--- Completa lo siguiente ---
• a. Reproduce literalmente el fragmento sobre las relaciones familiares desde "A través de" hasta "una dimensión comunional.", ambos incluidos.
• b. Por favor, prosigue el fragmento sobre las relaciones familiares a partir del punto en que se interrumpe.

━━━ Fragmento del documento

En atención al fundamento de las dimensión religiosa y familiar de la persona se comprende por qué las relaciones familiares han tenido un carácter sagrado o religioso en las culturas. Los padres participan con Dios en el origen de una persona humana (cfr. Ef 3,15), son procreadores19. El ser recibido del hijo instaura una relación íntima entre él y sus padres, y, de modo radical, con Dios. La filiación, a su vez, permite abrirse a la fraternidad: reconocer como algo de sí mismo en las personas que tienen en común haber recibido la vida de sus padres.
A través de lo común con los otros seres humanos la persona descubre otra dimensión de su sociabilidad: la sociedad civil. Es distinta a la dimensión familiar: las relaciones familiares vinculan a las personas en su singularidad, mientras que la sociedad civil vincula en la colectividad, en el tener en común la naturaleza humana. La sociedad reconoce a cada persona por igual, mientras que la familia reconoce a cada persona en aquello que la singulariza del resto.
Exigencias de las relaciones interpersonales
Todas las relaciones personales están mediadas por la libertad. La persona decide el modo de relacionarse con el otro, de asumir las exigencias intrínsecas de la relación. Toda relación interpersonal tiene una exigencia de naturaleza jurídica, y está abierta una dimensión comunional.

━━━━━━
━━━ Líneas de datos

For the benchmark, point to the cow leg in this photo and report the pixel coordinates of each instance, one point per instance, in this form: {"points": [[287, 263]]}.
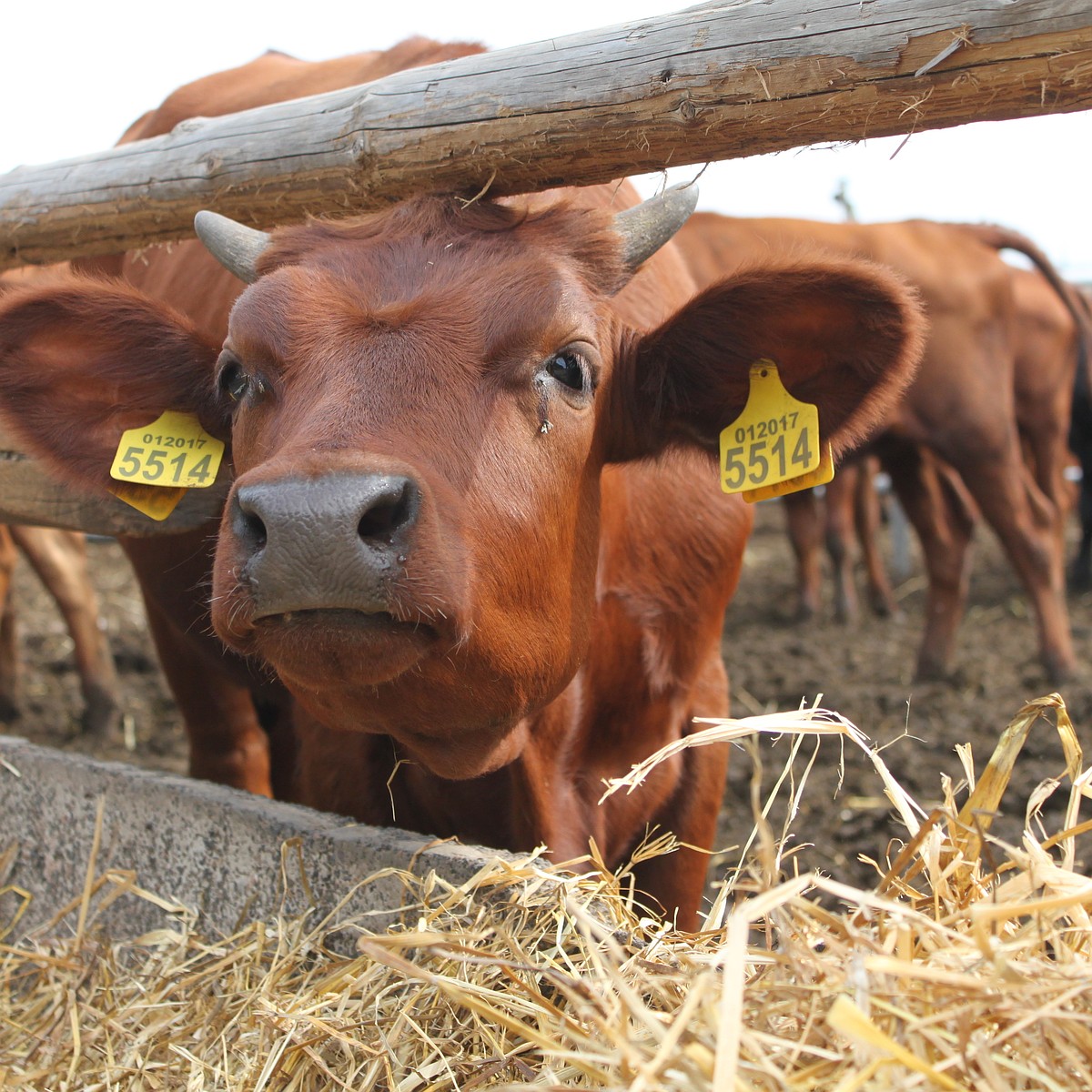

━━━━━━

--- Respuestas del ejercicio ---
• a.
A través de lo común con los otros seres humanos la persona descubre otra dimensión de su sociabilidad: la sociedad civil. Es distinta a la dimensión familiar: las relaciones familiares vinculan a las personas en su singularidad, mientras que la sociedad civil vincula en la colectividad, en el tener en común la naturaleza humana. La sociedad reconoce a cada persona por igual, mientras que la familia reconoce a cada persona en aquello que la singulariza del resto.
Exigencias de las relaciones interpersonales
Todas las relaciones personales están mediadas por la libertad. La persona decide el modo de relacionarse con el otro, de asumir las exigencias intrínsecas de la relación. Toda relación interpersonal tiene una exigencia de naturaleza jurídica, y está abierta una dimensión comunional.

• b.
Antes de abordar las exigencias de las relaciones interpersonales, es importante precisar el sentido de los términos «comunidad» y «comunión». La comunidad se refiere a una pluralidad de sujetos relacionados entre sí, que conforman una unidad basada en alguna característica que les acomuna y define. Los sujetos de la comunidad pueden rechazar o reconocer esta característica común y así reafirmar su (identidad) pertenencia a ella a través del pronombre «nosotros», que les constituiría en unidad respecto a los terceros. La comunidad en sí no comporta una comunión de personas: dos personas aficionadas al mismo equipo de fútbol tienen en común la afición al equipo, pero entre ellas no se establece ninguna relación personal. Es más, no todas las comunidades tienen como finalidad propia la comunión personal (piénsese en una asociación de consumidores). Existe una gran diversidad en el tipo de comunidades que las personas pueden formar. Todos los hombres pueden entrar en comunión entre sí, por el simple hecho de tener en común la misma naturaleza humana, esta comunión elemental es la base de la comunicación entre las personas que les permite crear otros tipos de comunidades basadas en bienes de diversa índole: estas comunidades pueden ser de tipo afectivo, económico, laboral, etc. Los bienes comunes que están en la base de estas comunidades son los que determinarán el tipo de comportamiento necesario para que las personas acrecienten la comunión.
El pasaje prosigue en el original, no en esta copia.